INSTRUCTION 1: Find every line in the entries that contains the word "gown" and copy each one. Case counts.

DOCUMENT SEGMENT:
=======
Donald Alexander Macdonald  (February 17, 1817 – June 10, 1896) was a Canadian politician.

Born in 1817 in St. Raphael's, Upper Canada, Donald Alexander Macdonald studied at St Raphael's College under the first Catholic Bishop of Ontario, Alexander Macdonell. He became a railway contractor and was elected as a member of the Legislative Assembly of the Province of Canada from 1857 to 1867. He was the Liberal Member of Parliament for Glengarry in the House of Commons of Canada from 1867 to 1875, and served as Postmaster General of Canada. In 1875 Macdonald was appointed the fourth Lieutenant Governor of Ontario and held that post until 1880. He died in Montreal in 1896.

He was the brother of John Sandfield Macdonald, the first Premier of Ontario, and Alexander Francis Macdonald, the MP for Cornwall from 1874 to 1878.

Family
Hon. Donald Alexander Macdonald, P.C., and Lieutenant-Governor of Ontario, 1875–80, married  Catherine Fraser, daughter of Colonel the Hon. Alexander Fraser, M.L.C. of Fraserfield.
=======
ROWS:
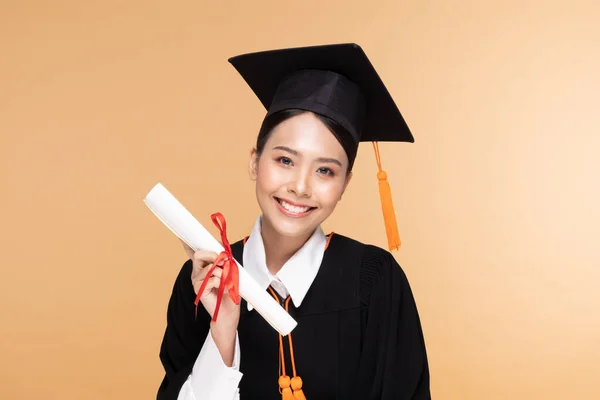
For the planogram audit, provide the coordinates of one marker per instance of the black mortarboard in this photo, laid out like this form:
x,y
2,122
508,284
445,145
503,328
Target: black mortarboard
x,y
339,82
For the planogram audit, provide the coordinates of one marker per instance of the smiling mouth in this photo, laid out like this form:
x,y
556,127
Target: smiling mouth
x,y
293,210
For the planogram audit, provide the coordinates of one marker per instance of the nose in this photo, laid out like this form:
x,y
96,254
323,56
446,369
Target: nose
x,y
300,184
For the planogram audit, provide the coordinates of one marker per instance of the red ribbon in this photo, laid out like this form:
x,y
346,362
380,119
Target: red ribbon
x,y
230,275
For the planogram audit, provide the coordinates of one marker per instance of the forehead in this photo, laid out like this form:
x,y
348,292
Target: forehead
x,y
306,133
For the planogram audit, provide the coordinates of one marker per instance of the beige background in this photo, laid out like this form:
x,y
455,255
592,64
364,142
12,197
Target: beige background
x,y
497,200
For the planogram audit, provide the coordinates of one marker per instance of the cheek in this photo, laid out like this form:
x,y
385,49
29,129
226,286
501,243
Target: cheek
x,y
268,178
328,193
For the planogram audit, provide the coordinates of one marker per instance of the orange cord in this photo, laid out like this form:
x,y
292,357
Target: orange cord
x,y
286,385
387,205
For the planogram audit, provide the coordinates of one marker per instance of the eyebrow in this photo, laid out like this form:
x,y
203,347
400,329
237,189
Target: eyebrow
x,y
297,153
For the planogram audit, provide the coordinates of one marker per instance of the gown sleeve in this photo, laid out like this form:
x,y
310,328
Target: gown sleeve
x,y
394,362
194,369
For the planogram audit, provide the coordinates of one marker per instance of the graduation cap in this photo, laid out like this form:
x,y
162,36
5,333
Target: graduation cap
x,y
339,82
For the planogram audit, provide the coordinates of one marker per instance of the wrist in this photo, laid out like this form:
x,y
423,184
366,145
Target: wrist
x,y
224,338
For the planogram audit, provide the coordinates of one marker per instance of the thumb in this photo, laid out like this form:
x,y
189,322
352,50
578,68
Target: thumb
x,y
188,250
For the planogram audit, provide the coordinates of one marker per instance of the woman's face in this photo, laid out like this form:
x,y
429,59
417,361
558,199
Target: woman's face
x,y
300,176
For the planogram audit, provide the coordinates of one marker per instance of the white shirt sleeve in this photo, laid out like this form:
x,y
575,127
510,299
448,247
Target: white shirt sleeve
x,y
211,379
=======
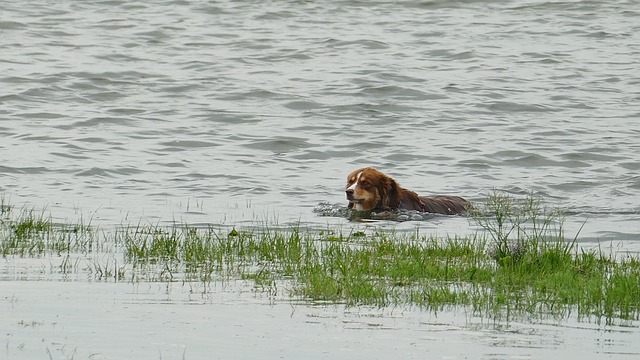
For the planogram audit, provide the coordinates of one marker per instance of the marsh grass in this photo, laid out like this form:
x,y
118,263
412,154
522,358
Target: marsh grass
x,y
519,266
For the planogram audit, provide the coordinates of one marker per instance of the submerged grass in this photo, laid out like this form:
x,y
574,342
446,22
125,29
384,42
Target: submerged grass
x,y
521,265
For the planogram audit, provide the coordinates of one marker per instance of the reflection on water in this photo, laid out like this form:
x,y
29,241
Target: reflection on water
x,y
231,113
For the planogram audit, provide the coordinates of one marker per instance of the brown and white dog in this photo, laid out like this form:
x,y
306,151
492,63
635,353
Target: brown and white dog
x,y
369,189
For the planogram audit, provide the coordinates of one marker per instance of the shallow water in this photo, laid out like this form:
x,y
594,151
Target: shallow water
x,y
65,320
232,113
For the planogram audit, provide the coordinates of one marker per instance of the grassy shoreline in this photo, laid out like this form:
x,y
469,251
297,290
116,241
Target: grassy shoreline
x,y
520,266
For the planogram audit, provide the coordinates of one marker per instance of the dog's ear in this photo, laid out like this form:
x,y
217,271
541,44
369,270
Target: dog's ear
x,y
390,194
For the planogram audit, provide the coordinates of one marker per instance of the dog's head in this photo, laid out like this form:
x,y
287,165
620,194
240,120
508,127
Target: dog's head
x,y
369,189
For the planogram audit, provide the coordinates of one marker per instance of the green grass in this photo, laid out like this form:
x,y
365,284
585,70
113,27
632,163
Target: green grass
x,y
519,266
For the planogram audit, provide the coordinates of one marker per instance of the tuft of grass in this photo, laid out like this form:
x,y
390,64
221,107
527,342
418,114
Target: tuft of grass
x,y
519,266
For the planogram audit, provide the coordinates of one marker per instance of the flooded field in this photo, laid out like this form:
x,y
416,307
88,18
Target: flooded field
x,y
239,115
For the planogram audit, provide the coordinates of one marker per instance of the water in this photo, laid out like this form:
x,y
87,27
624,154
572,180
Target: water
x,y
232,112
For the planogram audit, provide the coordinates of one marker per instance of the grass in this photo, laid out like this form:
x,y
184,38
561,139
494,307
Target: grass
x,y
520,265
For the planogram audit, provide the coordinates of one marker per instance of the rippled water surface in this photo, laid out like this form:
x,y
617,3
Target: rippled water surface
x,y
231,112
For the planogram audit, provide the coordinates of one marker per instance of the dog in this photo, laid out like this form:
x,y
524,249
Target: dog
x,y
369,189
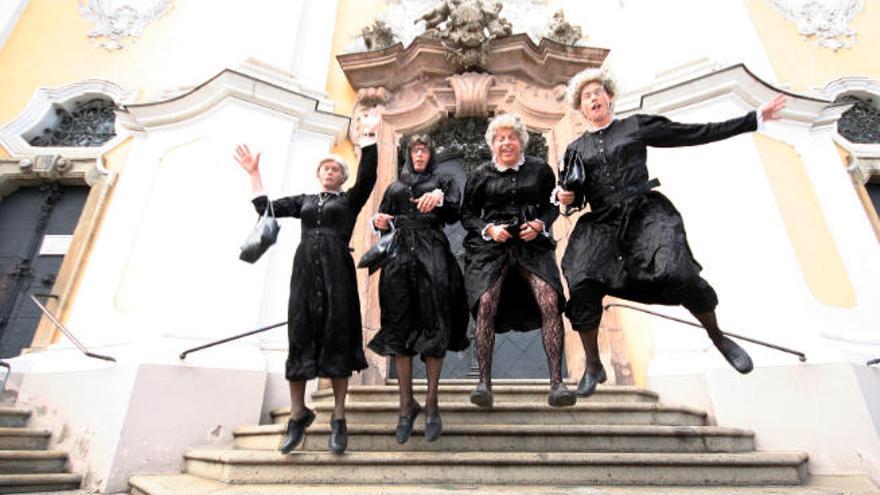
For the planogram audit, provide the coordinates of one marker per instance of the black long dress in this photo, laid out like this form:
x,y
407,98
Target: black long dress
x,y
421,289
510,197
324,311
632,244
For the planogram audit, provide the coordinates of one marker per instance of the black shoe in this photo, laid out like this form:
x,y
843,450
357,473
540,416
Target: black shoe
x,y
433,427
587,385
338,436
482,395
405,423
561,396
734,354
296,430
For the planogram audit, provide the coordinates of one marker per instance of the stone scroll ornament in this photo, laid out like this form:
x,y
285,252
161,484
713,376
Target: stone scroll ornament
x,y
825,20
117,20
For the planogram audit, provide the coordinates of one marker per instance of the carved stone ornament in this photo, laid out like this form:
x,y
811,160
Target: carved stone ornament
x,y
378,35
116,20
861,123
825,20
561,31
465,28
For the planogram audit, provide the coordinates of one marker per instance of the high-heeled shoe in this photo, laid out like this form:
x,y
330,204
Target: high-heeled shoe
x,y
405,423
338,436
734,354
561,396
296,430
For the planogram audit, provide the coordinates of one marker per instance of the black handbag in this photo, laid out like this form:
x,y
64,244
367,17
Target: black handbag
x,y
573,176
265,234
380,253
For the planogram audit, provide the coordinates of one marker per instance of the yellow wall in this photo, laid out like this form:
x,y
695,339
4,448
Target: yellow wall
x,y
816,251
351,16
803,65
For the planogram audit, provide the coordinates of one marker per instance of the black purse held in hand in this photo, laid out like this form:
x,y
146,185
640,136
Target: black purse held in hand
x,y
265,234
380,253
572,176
=======
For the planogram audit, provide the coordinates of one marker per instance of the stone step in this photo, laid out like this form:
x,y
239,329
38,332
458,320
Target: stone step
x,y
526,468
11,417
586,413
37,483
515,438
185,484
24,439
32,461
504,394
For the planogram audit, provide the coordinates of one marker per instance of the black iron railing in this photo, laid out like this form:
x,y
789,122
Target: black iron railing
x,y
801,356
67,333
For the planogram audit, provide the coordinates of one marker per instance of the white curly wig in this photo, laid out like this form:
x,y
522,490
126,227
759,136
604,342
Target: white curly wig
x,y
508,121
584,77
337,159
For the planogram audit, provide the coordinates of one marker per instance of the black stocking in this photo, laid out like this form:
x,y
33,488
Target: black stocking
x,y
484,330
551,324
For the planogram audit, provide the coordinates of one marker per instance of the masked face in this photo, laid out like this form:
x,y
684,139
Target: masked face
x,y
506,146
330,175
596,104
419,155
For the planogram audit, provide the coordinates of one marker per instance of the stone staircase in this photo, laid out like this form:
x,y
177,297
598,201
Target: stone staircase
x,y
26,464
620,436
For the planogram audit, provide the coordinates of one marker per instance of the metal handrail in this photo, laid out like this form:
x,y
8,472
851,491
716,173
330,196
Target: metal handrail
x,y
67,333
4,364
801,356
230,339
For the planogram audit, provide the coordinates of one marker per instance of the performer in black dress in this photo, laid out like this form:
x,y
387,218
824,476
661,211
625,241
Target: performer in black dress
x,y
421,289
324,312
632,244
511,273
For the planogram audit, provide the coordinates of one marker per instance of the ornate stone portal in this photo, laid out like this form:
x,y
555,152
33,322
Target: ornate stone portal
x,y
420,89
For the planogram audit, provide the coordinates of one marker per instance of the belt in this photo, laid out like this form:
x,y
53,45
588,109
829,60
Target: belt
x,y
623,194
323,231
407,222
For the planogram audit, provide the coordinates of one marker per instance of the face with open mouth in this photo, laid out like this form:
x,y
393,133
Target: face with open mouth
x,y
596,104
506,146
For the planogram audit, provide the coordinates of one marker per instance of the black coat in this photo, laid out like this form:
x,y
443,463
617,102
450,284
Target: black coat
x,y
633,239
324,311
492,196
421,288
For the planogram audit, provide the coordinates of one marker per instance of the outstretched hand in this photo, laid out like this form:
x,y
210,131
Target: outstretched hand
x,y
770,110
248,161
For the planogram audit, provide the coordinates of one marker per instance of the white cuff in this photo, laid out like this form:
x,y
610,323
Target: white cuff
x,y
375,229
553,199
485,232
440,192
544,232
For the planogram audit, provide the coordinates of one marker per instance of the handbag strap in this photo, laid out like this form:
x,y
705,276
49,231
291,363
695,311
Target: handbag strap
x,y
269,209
=======
INSTRUCTION 2: In one to three sentences, explain how the Macdonald biography connects Donald Alexander Macdonald to the first Premier of Ontario.

SOLUTION 1:
For the planogram audit, provide the coordinates of one marker per instance of the gown sleeve in this photo, laid out like this form:
Target: gown sleeve

SOLUTION 2: Donald Alexander Macdonald was the brother of John Sandfield Macdonald, who was the first Premier of Ontario.